Directions =
a) According to the passage on Tolstoy, which three schools of thought are collectivist in spirit and application?
b) Reproduce the passage on Tolstoy verbatim between "Dismissing any unique, insightful" and "all – human history.", inclusive.

Reading passage =
=====

Dismissing any unique, insightful and willful leader; or marginalizing writers who have illuminated history through the subjective insights of perceptive minds does perhaps the greatest disservice of all – demeaning and devaluing the individual, great or not. Deconstructionism, historicism, and postmodernism are all collectivist in spirit and application. Either we are all members of social collectives, or we are part of the greatest collective of all – human history.
Tolstoy responded with an intellectual compromise. As he explained in his Second Epilogue to War and Peace
We say that Napoleon wished to invade Russia and invaded it. In reality in all Napoleon's activity we never find anything resembling an expression of that wish, but find a series of orders, or expressions of his will, very variously and indefinitely directed. Amid a long series of unexecuted orders of Napoleon's one series, for the campaign of 1812, was carried out- not because those orders differed in any way from the other, unexecuted orders but because they coincided with the course of events that led the French army into Russia; just as in stencil work this or that figure comes out not because the color was laid on from this side or in that way, but because it was laid on from all sides over the figure cut in the stencil.
Napoleon, Genghis Khan, Tamburlaine, Alexander the Great, and Caesar Augustus were great leaders who influenced the course of history because of their intelligence, will, political and historical insights, and vision. Yet they were products of their history, defined and determined by collective forces larger than themselves, and their actions – although attributed to them solely – are only the results of the intersection of past events. Tolstoy takes this somewhat obvious assumption and introduces his particular nihilism – no action in and of itself has any particular value, conditioned as it is by accidental, random forces that precede it.

=====

Stored records =
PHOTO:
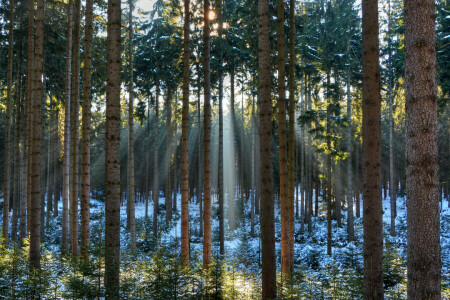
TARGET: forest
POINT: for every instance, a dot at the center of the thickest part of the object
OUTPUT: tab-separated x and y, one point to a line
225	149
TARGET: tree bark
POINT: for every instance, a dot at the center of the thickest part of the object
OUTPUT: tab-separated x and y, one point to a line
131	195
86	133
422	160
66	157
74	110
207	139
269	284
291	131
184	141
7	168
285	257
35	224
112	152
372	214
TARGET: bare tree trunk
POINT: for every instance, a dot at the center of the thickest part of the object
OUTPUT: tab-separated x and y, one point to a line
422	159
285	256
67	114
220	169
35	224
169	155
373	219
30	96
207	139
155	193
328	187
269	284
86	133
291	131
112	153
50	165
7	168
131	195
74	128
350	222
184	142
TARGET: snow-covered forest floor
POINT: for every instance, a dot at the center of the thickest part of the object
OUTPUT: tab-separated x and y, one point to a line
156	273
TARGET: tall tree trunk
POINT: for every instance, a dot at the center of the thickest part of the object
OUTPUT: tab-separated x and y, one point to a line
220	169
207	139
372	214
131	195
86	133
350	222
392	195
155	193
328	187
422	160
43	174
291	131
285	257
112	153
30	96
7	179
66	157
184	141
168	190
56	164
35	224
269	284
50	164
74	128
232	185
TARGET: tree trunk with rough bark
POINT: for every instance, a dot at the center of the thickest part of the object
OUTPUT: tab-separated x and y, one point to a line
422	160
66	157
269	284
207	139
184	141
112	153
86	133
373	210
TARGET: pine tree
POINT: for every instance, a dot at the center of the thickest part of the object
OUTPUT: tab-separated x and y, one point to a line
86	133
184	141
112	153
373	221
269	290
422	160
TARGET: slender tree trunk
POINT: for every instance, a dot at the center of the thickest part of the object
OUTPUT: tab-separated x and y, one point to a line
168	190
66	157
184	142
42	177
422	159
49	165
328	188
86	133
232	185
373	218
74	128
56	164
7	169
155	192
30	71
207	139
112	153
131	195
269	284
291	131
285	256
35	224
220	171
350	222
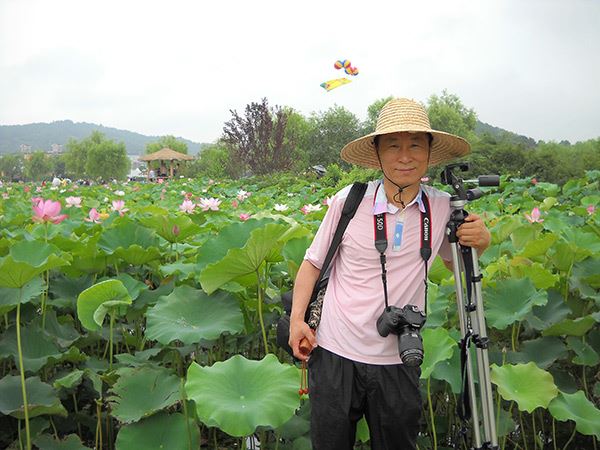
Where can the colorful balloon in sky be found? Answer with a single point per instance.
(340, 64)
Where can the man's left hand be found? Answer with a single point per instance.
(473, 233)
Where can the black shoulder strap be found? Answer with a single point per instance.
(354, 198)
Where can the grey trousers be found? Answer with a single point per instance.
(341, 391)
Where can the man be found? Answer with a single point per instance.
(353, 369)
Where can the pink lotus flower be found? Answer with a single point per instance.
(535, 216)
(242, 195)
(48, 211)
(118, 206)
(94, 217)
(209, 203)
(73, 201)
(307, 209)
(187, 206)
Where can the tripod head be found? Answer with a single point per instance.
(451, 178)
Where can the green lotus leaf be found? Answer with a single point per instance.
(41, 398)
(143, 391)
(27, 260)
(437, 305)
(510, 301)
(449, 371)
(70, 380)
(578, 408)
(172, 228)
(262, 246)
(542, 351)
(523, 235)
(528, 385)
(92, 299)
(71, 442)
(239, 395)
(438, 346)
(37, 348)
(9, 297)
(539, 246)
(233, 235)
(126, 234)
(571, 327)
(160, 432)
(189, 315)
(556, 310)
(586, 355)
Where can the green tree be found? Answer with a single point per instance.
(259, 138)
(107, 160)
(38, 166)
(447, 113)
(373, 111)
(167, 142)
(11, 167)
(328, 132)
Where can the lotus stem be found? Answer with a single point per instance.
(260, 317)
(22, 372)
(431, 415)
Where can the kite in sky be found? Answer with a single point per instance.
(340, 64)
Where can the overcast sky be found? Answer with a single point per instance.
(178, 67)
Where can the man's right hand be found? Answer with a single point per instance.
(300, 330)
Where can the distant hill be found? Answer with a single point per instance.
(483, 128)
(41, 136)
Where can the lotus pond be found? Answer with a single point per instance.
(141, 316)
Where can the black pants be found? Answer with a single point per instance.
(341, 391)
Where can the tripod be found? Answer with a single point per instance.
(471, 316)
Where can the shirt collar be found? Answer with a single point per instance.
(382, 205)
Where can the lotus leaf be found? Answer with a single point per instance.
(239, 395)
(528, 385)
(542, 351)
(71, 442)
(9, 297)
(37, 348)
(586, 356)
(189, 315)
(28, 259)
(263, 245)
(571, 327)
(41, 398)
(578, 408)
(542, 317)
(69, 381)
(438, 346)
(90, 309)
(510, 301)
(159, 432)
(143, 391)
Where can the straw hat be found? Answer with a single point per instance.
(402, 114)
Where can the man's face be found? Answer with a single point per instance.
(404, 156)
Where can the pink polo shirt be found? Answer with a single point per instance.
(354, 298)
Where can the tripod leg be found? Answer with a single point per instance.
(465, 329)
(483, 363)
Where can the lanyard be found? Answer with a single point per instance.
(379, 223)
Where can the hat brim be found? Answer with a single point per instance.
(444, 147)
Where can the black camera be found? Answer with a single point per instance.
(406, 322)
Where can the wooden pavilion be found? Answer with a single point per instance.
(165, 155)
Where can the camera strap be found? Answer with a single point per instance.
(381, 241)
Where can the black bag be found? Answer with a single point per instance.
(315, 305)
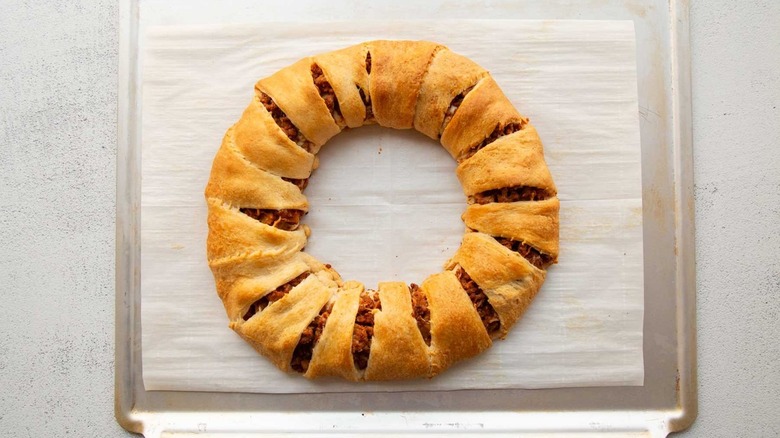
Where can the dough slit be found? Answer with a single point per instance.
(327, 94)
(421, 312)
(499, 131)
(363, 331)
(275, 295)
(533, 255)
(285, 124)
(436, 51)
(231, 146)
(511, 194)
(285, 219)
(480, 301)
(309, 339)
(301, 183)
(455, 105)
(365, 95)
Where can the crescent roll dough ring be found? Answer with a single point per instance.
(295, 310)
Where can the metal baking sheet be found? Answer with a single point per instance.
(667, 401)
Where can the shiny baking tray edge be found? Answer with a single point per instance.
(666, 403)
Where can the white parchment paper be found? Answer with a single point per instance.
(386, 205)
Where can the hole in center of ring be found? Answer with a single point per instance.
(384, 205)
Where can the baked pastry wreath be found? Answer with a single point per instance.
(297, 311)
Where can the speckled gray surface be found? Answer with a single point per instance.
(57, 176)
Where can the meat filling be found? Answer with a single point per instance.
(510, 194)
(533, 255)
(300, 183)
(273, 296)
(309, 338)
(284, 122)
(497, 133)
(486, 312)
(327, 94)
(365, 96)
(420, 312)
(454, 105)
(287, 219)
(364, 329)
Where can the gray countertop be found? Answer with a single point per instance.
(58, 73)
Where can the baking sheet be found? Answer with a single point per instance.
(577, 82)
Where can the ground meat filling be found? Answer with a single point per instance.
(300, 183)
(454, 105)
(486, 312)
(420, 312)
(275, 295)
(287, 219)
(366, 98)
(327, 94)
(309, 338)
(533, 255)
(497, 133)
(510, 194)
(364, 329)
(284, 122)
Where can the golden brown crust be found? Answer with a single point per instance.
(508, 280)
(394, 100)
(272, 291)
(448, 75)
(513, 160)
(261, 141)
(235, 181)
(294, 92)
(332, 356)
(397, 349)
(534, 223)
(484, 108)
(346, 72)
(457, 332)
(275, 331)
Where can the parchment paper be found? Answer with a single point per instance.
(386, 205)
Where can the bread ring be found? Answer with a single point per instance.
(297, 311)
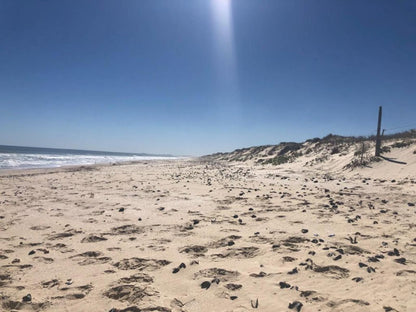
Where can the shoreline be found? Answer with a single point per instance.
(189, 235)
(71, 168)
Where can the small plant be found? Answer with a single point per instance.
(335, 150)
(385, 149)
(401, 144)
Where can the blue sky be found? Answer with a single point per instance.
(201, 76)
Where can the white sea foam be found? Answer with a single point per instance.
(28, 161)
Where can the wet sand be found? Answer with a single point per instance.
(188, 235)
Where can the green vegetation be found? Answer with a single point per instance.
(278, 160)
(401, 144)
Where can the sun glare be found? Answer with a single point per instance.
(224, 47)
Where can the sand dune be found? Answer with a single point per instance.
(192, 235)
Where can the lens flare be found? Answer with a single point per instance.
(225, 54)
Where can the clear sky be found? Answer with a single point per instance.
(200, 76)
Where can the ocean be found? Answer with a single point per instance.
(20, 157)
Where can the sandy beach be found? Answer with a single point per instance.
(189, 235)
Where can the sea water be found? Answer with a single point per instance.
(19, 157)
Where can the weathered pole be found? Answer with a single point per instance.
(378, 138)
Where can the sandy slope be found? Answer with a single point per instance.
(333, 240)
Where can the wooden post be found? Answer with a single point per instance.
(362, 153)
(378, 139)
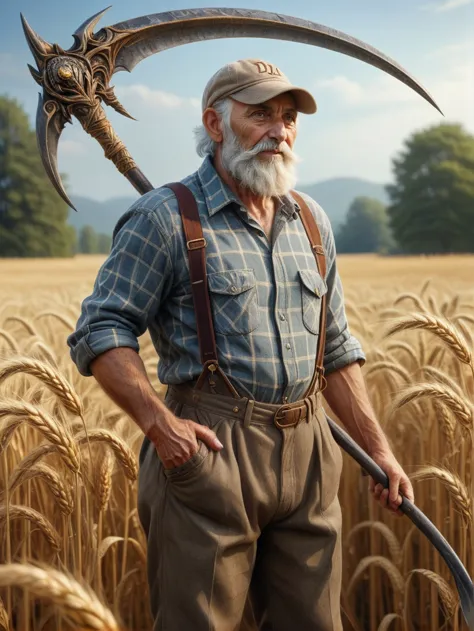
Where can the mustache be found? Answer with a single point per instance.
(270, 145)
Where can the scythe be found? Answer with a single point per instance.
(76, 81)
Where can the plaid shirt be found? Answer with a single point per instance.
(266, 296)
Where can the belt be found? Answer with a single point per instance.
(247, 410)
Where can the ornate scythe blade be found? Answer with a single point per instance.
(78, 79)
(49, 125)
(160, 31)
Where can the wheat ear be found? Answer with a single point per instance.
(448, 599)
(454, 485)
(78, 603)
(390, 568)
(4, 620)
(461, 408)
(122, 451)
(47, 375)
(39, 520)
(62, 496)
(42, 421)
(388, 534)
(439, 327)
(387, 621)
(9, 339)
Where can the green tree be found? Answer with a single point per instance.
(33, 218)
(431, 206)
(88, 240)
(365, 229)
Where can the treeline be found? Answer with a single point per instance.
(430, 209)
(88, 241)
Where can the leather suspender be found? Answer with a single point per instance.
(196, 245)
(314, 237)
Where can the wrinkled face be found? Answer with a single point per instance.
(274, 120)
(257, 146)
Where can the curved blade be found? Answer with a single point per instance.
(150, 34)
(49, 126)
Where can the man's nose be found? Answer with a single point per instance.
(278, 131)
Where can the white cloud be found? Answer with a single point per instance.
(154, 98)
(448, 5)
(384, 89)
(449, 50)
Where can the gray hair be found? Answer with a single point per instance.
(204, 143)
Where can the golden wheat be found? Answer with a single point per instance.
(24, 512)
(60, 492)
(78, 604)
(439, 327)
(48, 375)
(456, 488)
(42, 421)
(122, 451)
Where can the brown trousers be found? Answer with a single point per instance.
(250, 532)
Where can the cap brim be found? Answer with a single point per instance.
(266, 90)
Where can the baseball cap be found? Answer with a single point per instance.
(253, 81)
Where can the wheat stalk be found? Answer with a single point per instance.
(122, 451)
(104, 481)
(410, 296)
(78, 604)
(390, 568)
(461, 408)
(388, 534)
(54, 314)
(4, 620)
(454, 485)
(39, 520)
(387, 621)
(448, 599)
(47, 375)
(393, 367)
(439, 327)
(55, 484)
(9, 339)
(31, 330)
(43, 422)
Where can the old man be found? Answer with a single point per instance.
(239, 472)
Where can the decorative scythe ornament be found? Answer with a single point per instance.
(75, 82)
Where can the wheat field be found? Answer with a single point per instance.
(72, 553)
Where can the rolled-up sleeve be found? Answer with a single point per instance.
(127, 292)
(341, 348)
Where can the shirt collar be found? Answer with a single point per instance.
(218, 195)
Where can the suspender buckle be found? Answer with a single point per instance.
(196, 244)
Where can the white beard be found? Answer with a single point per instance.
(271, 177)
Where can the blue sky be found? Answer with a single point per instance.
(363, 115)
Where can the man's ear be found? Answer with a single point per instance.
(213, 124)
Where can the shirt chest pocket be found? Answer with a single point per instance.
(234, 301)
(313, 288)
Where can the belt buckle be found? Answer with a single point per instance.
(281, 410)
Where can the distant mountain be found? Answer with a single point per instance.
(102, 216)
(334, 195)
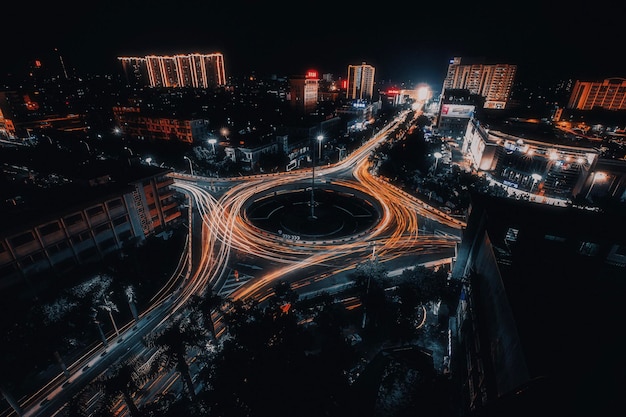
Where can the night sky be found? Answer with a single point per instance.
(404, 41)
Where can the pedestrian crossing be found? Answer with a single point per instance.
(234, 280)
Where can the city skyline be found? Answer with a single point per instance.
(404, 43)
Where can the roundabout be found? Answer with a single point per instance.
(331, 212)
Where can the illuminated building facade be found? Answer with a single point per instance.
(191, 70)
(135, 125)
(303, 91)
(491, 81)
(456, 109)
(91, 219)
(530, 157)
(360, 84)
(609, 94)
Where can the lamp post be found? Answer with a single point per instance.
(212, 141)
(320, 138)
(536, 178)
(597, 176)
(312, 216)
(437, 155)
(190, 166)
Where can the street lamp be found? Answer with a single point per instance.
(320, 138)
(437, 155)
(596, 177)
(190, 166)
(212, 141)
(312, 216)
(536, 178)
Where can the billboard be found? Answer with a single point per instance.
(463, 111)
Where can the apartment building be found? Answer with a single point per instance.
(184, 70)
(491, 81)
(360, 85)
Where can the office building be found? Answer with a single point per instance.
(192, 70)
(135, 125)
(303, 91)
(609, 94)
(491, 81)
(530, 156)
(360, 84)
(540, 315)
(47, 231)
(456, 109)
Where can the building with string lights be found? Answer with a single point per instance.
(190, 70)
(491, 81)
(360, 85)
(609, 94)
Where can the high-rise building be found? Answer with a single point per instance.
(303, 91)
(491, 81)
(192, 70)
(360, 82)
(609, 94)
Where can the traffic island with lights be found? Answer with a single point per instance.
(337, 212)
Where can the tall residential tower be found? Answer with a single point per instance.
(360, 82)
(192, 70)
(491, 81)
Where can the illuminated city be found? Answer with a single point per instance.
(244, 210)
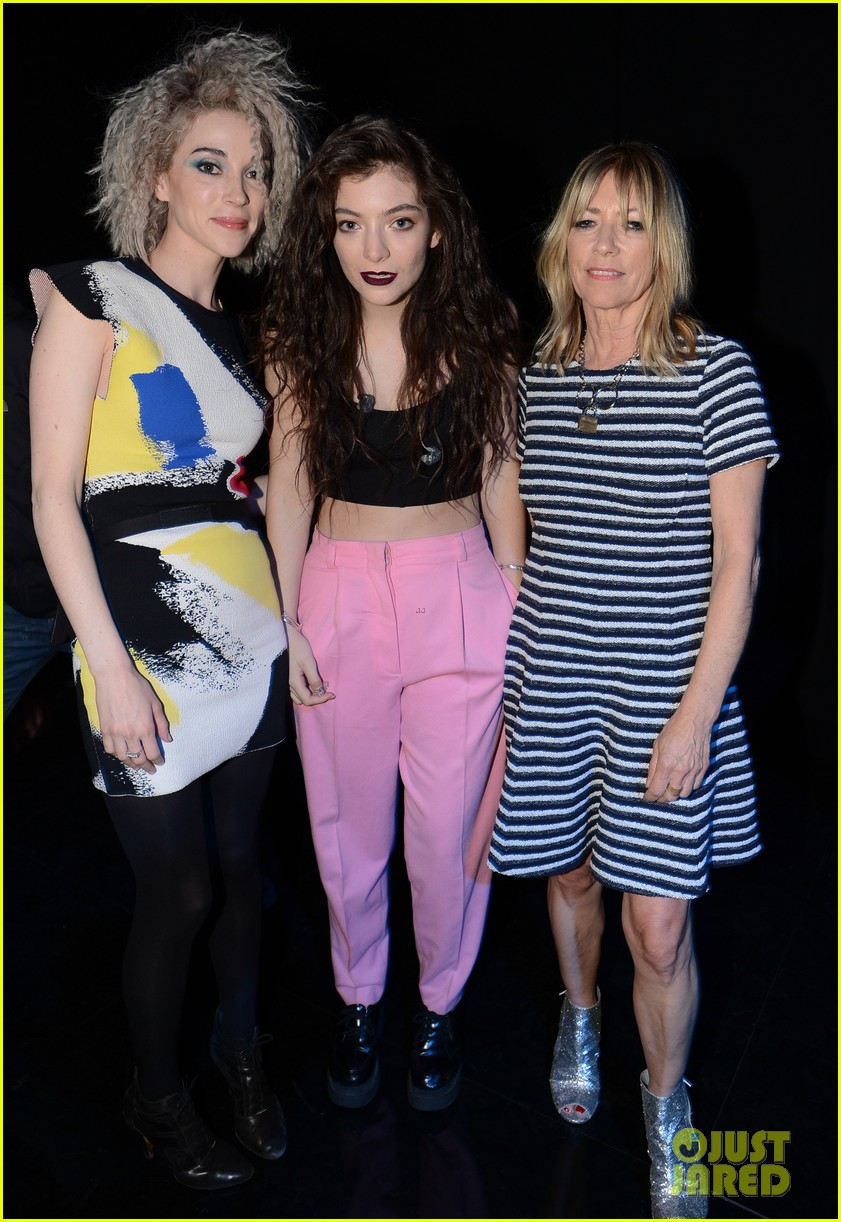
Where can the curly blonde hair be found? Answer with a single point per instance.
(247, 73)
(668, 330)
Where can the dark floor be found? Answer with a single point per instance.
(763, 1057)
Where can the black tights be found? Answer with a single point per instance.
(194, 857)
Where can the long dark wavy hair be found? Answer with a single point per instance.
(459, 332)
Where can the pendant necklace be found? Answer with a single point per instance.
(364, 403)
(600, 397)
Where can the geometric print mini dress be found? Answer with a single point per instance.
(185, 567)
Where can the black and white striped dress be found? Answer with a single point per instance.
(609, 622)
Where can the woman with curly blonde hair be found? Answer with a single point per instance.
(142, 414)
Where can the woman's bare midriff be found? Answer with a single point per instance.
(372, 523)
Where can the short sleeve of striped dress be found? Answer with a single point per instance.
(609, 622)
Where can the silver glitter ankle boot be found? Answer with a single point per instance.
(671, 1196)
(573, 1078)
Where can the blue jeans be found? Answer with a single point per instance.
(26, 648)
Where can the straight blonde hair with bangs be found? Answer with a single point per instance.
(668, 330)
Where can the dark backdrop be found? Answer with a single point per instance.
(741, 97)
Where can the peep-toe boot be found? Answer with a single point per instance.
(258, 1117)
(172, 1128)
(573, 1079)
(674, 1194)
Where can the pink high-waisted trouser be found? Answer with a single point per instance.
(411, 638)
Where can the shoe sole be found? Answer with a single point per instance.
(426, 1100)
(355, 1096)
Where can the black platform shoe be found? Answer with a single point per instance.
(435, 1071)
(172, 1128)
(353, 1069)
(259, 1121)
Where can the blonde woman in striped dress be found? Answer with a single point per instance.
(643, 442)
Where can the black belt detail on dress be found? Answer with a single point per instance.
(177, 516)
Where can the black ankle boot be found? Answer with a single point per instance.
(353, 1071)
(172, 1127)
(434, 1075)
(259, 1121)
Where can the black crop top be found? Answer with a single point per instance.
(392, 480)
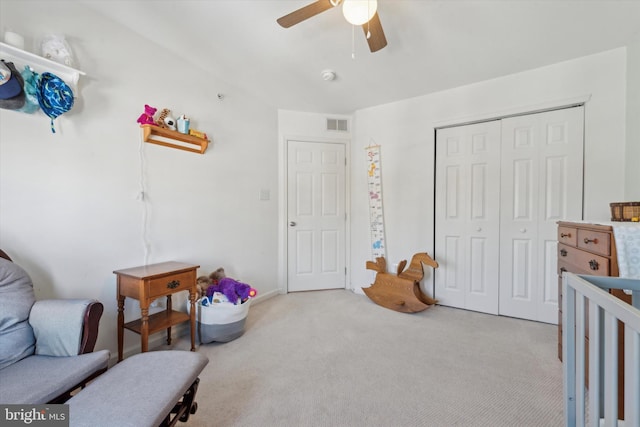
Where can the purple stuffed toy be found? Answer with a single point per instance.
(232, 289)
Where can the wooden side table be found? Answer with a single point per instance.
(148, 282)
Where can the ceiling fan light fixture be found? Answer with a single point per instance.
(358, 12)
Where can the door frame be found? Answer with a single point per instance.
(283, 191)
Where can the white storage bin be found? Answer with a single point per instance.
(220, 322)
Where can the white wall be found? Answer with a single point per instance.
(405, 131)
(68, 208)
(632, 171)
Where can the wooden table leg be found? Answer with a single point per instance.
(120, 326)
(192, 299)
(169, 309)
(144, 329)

=====

Solutions to the exercise =
a) Deconstructionism, historicism, and postmodernism.

b)
Dismissing any unique, insightful and willful leader; or marginalizing writers who have illuminated history through the subjective insights of perceptive minds does perhaps the greatest disservice of all – demeaning and devaluing the individual, great or not. Deconstructionism, historicism, and postmodernism are all collectivist in spirit and application. Either we are all members of social collectives, or we are part of the greatest collective of all – human history.